Source records

★ ★ ★

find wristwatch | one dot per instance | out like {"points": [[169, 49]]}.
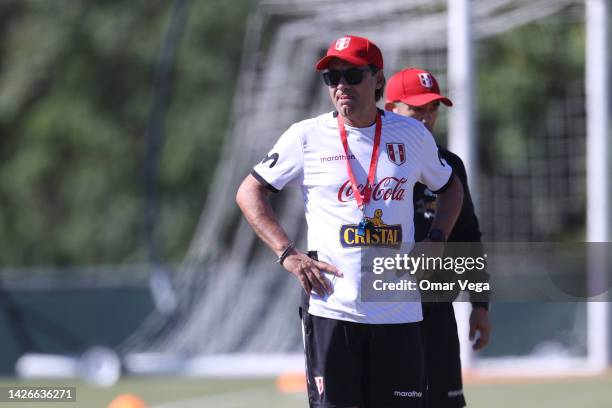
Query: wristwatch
{"points": [[436, 235]]}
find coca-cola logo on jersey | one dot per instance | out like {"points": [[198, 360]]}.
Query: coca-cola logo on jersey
{"points": [[388, 188]]}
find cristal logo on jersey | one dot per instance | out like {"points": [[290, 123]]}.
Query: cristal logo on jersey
{"points": [[320, 384], [342, 43], [378, 234], [426, 79], [396, 153], [387, 188]]}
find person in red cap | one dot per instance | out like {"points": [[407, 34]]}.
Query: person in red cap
{"points": [[415, 93], [356, 167]]}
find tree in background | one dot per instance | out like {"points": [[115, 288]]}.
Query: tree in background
{"points": [[75, 92]]}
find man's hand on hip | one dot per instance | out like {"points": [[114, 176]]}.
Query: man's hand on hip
{"points": [[311, 273]]}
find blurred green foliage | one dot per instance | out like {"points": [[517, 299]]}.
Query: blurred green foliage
{"points": [[76, 80]]}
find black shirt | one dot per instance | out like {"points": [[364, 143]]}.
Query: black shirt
{"points": [[466, 228]]}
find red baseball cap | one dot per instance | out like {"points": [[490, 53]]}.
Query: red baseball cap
{"points": [[414, 87], [352, 49]]}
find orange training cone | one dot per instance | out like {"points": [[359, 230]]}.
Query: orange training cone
{"points": [[127, 401]]}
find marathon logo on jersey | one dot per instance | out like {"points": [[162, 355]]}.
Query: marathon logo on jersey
{"points": [[377, 234], [320, 384], [342, 43], [338, 157], [387, 188], [396, 153], [408, 394], [426, 80]]}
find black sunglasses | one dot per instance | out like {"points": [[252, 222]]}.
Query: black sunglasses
{"points": [[353, 76]]}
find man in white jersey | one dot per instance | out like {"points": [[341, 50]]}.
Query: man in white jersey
{"points": [[356, 168]]}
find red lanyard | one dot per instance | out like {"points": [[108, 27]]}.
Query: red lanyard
{"points": [[362, 197]]}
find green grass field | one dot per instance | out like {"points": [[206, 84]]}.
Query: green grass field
{"points": [[594, 392]]}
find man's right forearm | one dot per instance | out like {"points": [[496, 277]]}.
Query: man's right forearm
{"points": [[252, 198]]}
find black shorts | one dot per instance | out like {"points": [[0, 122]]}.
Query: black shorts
{"points": [[442, 357], [362, 365]]}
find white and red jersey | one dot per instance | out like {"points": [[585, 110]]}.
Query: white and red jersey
{"points": [[310, 155]]}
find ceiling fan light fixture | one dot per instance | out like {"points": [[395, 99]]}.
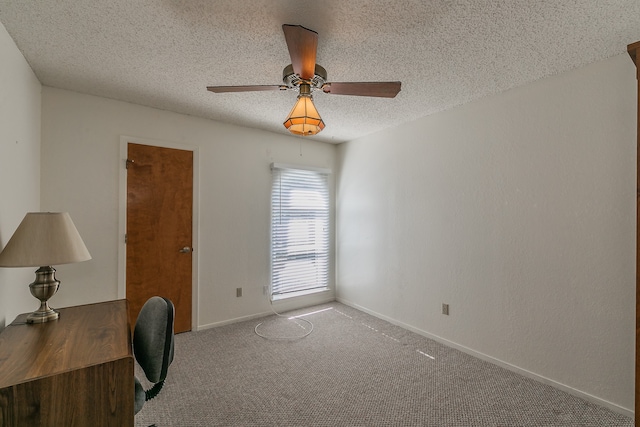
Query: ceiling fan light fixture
{"points": [[304, 118]]}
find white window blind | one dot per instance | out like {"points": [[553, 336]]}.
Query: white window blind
{"points": [[299, 231]]}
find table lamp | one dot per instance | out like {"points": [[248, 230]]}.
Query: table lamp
{"points": [[41, 240]]}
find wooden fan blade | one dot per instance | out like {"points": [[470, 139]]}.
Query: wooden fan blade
{"points": [[223, 89], [379, 89], [302, 43]]}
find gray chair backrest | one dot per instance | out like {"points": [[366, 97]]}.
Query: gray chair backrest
{"points": [[153, 338]]}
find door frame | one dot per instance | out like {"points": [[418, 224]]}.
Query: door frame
{"points": [[122, 216]]}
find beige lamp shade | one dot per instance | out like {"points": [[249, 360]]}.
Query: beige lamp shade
{"points": [[44, 239]]}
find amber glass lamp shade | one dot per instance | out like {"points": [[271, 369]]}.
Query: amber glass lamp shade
{"points": [[304, 119]]}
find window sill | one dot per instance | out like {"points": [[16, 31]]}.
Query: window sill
{"points": [[298, 294]]}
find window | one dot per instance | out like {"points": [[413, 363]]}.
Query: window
{"points": [[299, 231]]}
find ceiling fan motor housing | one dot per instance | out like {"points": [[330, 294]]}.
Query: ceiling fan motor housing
{"points": [[292, 80]]}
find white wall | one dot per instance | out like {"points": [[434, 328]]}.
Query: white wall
{"points": [[518, 210], [81, 163], [19, 168]]}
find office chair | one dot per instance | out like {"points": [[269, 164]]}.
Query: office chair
{"points": [[153, 346]]}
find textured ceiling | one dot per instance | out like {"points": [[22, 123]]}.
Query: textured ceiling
{"points": [[163, 53]]}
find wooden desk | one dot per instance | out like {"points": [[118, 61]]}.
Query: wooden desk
{"points": [[74, 371]]}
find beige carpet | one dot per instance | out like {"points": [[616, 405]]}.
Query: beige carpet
{"points": [[351, 370]]}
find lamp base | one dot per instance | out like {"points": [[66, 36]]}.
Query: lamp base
{"points": [[44, 287]]}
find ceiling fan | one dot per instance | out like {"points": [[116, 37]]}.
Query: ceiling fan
{"points": [[305, 76]]}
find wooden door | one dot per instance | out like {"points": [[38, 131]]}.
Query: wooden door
{"points": [[634, 52], [159, 229]]}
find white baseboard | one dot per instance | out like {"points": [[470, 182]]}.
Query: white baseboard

★ ★ ★

Exercise details: Extract every line from the one containing "find beige carpet" to the end of the entries, including both of those lines, exactly as given and with nothing added.

Completed task:
find beige carpet | one dot per instance | out like {"points": [[616, 405]]}.
Query: beige carpet
{"points": [[351, 370]]}
find lamp base | one dot per instance | out like {"points": [[66, 36]]}.
Query: lamp base
{"points": [[44, 287]]}
find ceiling fan | one dot per instance | out like {"points": [[116, 37]]}.
Query: ceiling fan
{"points": [[305, 76]]}
find wooden door | one dot per instance | out like {"points": [[38, 131]]}.
Query: wooden door
{"points": [[634, 52], [159, 229]]}
find white baseboard | one dot per instance | out like {"points": [[470, 182]]}.
Query: white baseboard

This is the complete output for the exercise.